**Work to do**
Repeat the lines of data running from the line with "target: distant mountain ridge" up to and including the line with "45), (290, 46)]".

(A block of data)
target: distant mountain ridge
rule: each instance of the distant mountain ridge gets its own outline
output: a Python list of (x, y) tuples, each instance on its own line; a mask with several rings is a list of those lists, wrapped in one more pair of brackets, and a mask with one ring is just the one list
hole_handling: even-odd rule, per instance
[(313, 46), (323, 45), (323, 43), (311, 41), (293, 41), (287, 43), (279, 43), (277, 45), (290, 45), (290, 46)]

==

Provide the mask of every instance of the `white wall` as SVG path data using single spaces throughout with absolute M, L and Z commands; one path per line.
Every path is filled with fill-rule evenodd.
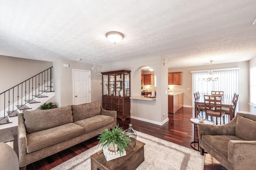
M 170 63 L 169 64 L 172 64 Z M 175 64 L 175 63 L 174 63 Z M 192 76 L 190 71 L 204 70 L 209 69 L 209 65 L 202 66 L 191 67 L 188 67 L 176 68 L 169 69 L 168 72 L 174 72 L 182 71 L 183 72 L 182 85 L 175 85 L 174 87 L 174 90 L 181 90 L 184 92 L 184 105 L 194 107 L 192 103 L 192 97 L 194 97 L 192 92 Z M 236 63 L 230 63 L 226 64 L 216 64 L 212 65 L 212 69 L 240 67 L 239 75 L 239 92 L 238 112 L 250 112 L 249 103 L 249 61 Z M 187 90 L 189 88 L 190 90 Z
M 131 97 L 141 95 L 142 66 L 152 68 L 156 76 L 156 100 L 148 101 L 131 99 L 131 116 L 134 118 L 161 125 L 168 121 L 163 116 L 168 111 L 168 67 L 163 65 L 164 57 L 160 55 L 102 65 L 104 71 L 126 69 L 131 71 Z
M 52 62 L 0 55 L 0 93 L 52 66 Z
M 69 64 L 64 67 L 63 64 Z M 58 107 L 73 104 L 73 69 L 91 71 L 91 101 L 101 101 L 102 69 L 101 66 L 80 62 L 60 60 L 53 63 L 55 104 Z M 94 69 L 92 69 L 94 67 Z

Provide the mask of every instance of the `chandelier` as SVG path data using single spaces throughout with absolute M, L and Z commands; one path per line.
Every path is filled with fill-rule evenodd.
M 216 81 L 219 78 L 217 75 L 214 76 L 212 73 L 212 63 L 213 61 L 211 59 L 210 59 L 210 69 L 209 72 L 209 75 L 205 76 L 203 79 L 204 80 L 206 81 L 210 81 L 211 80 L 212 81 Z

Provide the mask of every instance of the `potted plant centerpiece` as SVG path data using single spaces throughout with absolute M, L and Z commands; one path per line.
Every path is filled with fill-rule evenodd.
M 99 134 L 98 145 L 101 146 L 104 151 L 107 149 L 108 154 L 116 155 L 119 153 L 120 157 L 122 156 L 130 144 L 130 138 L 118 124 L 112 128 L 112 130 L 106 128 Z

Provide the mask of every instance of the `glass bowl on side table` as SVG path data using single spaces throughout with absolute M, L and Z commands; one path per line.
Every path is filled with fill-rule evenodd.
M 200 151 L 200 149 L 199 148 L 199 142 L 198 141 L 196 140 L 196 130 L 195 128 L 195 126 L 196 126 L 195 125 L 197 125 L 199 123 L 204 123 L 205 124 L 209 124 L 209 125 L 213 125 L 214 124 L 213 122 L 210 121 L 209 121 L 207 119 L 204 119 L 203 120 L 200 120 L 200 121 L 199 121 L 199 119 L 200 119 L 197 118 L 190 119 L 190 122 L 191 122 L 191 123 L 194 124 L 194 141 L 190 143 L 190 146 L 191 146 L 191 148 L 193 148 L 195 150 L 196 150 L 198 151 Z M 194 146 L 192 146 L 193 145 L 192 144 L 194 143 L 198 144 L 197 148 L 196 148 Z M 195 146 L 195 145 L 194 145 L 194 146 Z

**Task response**
target: distant mountain ridge
rule: each instance of the distant mountain ridge gets its own outline
output: a Python list of (x, y) tuples, each instance on its own line; a mask with several rings is a list of those lists, wrapped in one more pair of brackets, and a mask with one ring is just the one list
hole_handling: even-odd rule, per instance
[(313, 46), (323, 45), (323, 43), (311, 41), (293, 41), (287, 43), (279, 43), (277, 45), (290, 45), (290, 46)]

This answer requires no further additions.